* **Document section**
******************************

# Form 80 Queries



## misguided (Sep 11, 2012)

I have the following form 80 queries

Q.41 Asks for the current visa details and arrival in aus. My current visa was issues in Dec,2013. 

Q.42 Asks for the arrival details in Aus, I arrived in Aus in 2010 , but which was on my previous 457 visa . I have continued staying here since then.

But if I specify in Q41 that my current visa was issued on Dec,2013 and in Q.42 that I arrived in Aus in 2010, It makes it seems like I have been without a Visa for the whole period. So I am not sure how to answer these questions. 


ALso Q.35 says , _"Are you planning to travel to Australia with any other person(s) ORif you are in Australia did you travel with any other person(s)?"_

I am with my partner , but we travelled sperately . Even though she is on a dependent visa , she joined me at a later period in Aus. Not sure how to answer this question


----------



## HMalhotra (Jan 16, 2014)

Hi Misguided,

I am not exactly sure (as I am still waiting for my CDR assessment to arrive), but out of my curiosity to understand the process, I have been looking into all the forms and procedures. And therefore, according to me following should be the answers to your queries:

Q.41 Asks for the *current visa* details for which as you mentioned, it would be Dec,2013.

Q.42 Asks for the *arrival details* in Aus,for which it would be 2010

It looks like Ques 41, 42 & 43 are a part of Question 40. So your answers to these questions should be with respect to your current visa.

As you have been allocated a CO, you can always discuss the same with him/her. 


Q.35 says , "Are you planning to travel to Australia with any other person(s) OR if you are in Australia did you travel with any other person(s)?"

As you are already in Australia, and as you mentioned, you traveled separately, so the answer would be NO.

Here I believe, they are not asking the current scenario; they are just asking whether at the time of arrival, you traveled alone to Australia or were accompanied by anyone.

******************************

Repeat word for word the stretch of the Form 80 forum thread from "Q.42 Asks for the arrival" through "here since then.". Work only from the forum thread about Form 80 above.

* **Provided data**
******************************

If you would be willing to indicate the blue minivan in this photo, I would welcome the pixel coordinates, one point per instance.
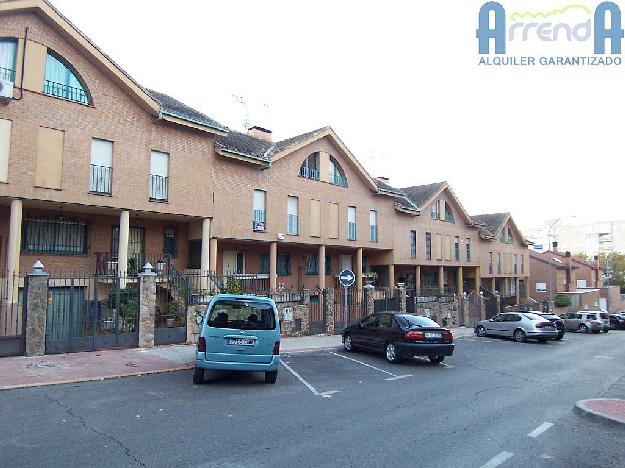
(239, 333)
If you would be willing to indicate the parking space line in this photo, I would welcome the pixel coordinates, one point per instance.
(393, 376)
(497, 460)
(540, 429)
(308, 386)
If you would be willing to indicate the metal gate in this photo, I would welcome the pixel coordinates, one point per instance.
(91, 313)
(12, 316)
(356, 308)
(317, 313)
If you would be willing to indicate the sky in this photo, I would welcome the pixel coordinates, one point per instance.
(399, 82)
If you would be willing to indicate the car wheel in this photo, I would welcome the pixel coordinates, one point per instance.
(436, 359)
(347, 343)
(520, 336)
(198, 376)
(392, 355)
(271, 377)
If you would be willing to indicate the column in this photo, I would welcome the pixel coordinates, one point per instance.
(273, 266)
(322, 267)
(212, 255)
(13, 250)
(358, 269)
(205, 259)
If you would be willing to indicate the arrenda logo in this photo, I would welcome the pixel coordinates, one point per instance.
(548, 31)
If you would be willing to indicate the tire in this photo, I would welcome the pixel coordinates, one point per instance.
(520, 336)
(198, 376)
(391, 353)
(347, 343)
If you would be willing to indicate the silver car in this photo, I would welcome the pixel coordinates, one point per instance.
(521, 326)
(587, 322)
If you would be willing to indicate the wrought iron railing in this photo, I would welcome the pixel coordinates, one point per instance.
(158, 188)
(62, 91)
(100, 179)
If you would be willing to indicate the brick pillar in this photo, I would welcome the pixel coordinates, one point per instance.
(147, 307)
(36, 310)
(402, 296)
(328, 303)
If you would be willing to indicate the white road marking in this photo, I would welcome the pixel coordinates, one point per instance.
(393, 376)
(308, 386)
(497, 460)
(540, 429)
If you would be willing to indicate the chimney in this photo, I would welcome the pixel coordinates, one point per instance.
(260, 133)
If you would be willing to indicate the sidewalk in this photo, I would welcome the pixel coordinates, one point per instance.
(20, 371)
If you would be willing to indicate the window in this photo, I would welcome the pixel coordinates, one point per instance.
(292, 222)
(47, 236)
(159, 181)
(284, 265)
(8, 48)
(258, 207)
(449, 214)
(62, 82)
(351, 223)
(101, 172)
(310, 167)
(373, 225)
(170, 241)
(435, 212)
(337, 176)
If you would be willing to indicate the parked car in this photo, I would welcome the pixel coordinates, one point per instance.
(399, 336)
(521, 326)
(586, 322)
(239, 333)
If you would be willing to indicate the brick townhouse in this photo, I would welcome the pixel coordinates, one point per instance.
(99, 175)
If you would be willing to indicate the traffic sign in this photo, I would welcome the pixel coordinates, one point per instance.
(347, 278)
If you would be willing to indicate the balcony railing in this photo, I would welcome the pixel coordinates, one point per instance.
(66, 92)
(100, 179)
(158, 188)
(309, 173)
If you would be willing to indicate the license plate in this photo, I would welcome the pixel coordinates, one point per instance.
(240, 342)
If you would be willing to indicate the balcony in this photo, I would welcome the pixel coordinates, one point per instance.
(100, 179)
(66, 92)
(158, 188)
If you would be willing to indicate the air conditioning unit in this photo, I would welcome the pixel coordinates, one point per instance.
(6, 89)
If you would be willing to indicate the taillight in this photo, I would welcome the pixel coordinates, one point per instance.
(414, 335)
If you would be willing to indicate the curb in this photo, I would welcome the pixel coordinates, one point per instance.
(581, 408)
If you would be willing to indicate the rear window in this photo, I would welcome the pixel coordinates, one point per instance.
(409, 321)
(242, 315)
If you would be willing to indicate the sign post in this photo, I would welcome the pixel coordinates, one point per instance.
(347, 279)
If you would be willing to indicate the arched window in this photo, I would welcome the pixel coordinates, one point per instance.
(62, 81)
(337, 176)
(310, 167)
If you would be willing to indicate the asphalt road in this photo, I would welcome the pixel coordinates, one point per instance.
(477, 409)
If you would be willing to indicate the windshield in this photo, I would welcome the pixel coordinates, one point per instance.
(242, 315)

******************************

* **Complete output**
Q.42 Asks for the arrival details in Aus, I arrived in Aus in 2010 , but which was on my previous 457 visa . I have continued staying here since then.